[Start of Attachment]
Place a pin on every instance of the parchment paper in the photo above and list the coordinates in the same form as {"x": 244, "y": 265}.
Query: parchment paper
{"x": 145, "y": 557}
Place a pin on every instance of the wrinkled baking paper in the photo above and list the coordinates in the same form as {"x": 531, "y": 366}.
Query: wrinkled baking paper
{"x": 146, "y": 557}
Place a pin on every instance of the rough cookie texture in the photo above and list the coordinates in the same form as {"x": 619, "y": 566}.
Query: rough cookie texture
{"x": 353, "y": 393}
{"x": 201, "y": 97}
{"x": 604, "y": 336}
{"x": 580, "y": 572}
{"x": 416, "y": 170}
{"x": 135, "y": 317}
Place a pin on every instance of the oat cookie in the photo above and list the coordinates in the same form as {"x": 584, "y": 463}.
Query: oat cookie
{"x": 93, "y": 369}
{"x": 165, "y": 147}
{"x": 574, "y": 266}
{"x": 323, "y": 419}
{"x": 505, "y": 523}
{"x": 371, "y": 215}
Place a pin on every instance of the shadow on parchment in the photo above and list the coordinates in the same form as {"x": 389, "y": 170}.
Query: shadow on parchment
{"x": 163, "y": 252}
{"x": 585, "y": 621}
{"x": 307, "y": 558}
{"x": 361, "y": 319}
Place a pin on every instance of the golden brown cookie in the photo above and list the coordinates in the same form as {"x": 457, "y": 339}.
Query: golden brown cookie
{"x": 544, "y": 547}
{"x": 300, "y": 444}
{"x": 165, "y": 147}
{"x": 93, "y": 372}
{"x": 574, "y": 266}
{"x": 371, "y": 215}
[End of Attachment]
[Start of Attachment]
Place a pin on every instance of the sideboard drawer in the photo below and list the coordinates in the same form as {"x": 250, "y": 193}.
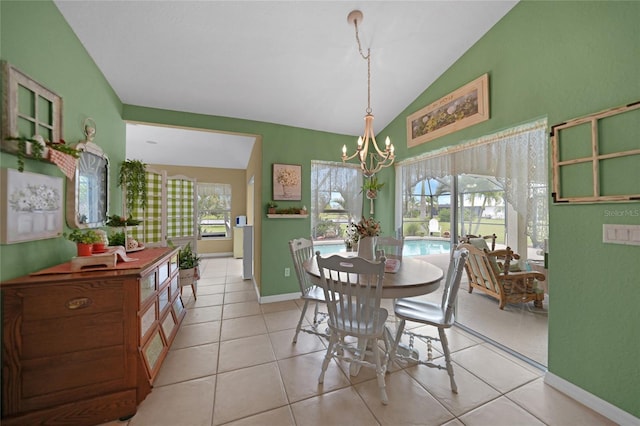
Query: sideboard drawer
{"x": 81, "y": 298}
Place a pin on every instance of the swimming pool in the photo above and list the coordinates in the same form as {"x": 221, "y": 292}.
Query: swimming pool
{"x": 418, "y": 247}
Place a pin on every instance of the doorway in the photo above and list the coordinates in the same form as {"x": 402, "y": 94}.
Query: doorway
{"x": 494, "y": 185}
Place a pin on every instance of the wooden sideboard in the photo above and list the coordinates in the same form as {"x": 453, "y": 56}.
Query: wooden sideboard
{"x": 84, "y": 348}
[End of Attachment]
■ ACTIVITY
Reply with one number: the count of lines in the entries that include the word "above".

■ RESPONSE TO THE EXERCISE
9